> [Extract]
* * *
# VW passat chrome trim



## mistryn (May 17, 2007)

The trim around the edges of the window on my passat have really bad water marks and just look plain dull. I have tried using autosol metal polish on the trim which has helped removed some of the water marks but the chrome still looks dull

Ive hit it again with the metal polish and a lot of elbow grease but no good

what else can i use that wont affect the chrome part but bring it back to new?


----------



## ddave05 (May 23, 2010)

I have the same issue on my highline. The chrome on the strips is ok, and on the grill too, it's just the window framing. Bloody annoying! I think it's made of another material. I too would like to know if anybody has been successful in brightening it.


----------



## Guest (Aug 6, 2010)

Its not water staining, its chemical staining.

You might need to go to a cutting compound and then refine it.


----------



## Goodfella36 (Jul 21, 2009)

i did a passat tried everything in the end used brilliant metal polish number 2 on a spot pad on DA come up like new was dam akward taped up all round it but did the trick


----------



## mistryn (May 17, 2007)

GoodFella33 said:


> i did a passat tried everything in the end used brilliant metal polish number 2 on a spot pad on DA come up like new was dam akward taped up all round it but did the trick


where can you get the brilliant metal polish from?
how did you manage it with the DA?


----------



## David (Apr 6, 2006)

happens a lot on BMW chrome trim too

I managed to machine the chrome trim on mines


----------



## Goodfella36 (Jul 21, 2009)

mistryn said:


> where can you get the brilliant metal polish from?
> how did you manage it with the DA?


I got the set of brilliant metal polish from the polishing company I used spot pad on DA put bit of metal polish along the trim with my finger and bit on edge of pad and worked at speed 3 if I remember right. The awkward corners I used Ultimate German Applicator and applied by hand with lots of rubbing

Here's a picture of brilliant metal polish 2 and 3 used on some hub caps by rotary I thought they were past it as no amount of rubbing seemed to bring them up so tried the rotary and one big improvement


----------



## alexf (May 23, 2009)

thats a massive improvement, nice one


----------
* * *
> [Aim of the exercise] Retype the part of the thread that opens with "I got the set" and closes with "(May 23, 2009)". Work only from the thread above.

> [Excerpts from a detection dataset]
* * *
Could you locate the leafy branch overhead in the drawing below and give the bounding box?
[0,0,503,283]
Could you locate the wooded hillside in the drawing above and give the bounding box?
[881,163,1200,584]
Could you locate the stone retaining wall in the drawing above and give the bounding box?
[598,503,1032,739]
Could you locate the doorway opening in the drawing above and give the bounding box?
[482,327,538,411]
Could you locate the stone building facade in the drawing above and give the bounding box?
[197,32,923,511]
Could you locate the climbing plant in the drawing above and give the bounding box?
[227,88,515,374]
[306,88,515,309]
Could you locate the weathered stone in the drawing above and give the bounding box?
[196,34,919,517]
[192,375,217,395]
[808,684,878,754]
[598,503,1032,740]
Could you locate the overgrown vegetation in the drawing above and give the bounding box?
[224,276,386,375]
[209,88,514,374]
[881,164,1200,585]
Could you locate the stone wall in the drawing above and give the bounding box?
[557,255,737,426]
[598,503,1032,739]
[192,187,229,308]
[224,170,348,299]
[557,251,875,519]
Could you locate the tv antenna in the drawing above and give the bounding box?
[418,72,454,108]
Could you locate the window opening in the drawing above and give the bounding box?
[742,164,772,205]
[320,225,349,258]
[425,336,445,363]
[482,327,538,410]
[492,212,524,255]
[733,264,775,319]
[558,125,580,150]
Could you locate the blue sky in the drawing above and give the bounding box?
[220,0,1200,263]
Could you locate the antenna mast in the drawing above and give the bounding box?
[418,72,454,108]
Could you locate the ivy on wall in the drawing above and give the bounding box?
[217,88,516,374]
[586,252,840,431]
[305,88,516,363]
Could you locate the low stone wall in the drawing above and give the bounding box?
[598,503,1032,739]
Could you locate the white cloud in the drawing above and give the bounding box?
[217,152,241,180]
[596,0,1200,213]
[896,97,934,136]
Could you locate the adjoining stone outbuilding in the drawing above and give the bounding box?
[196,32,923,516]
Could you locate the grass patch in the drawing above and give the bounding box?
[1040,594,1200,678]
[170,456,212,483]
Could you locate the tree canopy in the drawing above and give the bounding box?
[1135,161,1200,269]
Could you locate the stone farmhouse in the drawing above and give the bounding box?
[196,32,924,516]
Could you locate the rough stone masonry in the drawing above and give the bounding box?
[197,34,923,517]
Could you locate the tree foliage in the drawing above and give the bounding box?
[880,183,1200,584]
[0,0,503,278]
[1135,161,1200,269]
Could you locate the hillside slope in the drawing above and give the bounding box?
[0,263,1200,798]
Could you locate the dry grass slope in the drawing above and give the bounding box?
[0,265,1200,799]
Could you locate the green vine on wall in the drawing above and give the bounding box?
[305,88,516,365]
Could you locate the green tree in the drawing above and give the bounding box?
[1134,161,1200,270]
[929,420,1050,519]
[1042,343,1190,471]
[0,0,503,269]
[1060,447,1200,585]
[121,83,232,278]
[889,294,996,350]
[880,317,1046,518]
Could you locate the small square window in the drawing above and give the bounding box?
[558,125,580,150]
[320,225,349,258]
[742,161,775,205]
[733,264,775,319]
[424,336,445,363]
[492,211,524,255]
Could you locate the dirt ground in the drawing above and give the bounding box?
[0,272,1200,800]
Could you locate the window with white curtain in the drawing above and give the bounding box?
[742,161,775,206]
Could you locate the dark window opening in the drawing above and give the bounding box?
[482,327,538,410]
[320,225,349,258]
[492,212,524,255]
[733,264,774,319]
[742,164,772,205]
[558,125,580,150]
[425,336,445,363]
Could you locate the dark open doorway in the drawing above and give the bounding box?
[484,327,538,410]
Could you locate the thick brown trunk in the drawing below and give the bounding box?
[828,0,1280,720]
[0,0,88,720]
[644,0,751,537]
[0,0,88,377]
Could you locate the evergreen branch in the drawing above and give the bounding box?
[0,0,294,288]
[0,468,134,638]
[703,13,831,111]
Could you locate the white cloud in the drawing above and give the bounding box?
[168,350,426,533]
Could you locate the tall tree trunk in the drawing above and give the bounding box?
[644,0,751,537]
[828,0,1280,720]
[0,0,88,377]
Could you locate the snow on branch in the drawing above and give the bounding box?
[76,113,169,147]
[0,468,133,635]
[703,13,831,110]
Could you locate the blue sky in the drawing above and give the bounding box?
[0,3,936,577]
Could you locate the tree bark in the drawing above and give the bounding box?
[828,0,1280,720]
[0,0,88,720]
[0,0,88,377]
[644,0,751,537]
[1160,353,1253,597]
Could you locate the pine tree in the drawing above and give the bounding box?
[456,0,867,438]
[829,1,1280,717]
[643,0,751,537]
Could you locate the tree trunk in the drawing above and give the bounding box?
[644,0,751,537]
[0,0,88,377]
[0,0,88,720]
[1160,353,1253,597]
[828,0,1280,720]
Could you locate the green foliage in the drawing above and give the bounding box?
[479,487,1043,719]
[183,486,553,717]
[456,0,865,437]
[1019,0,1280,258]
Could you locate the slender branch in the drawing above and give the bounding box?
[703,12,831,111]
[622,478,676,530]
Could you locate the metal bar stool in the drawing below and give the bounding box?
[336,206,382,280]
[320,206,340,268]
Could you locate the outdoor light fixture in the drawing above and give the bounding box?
* * *
> [Solved exercise]
I got the set of brilliant metal polish from the polishing company I used spot pad on DA put bit of metal polish along the trim with my finger and bit on edge of pad and worked at speed 3 if I remember right. The awkward corners I used Ultimate German Applicator and applied by hand with lots of rubbing

Here's a picture of brilliant metal polish 2 and 3 used on some hub caps by rotary I thought they were past it as no amount of rubbing seemed to bring them up so tried the rotary and one big improvement


----------



## alexf (May 23, 2009)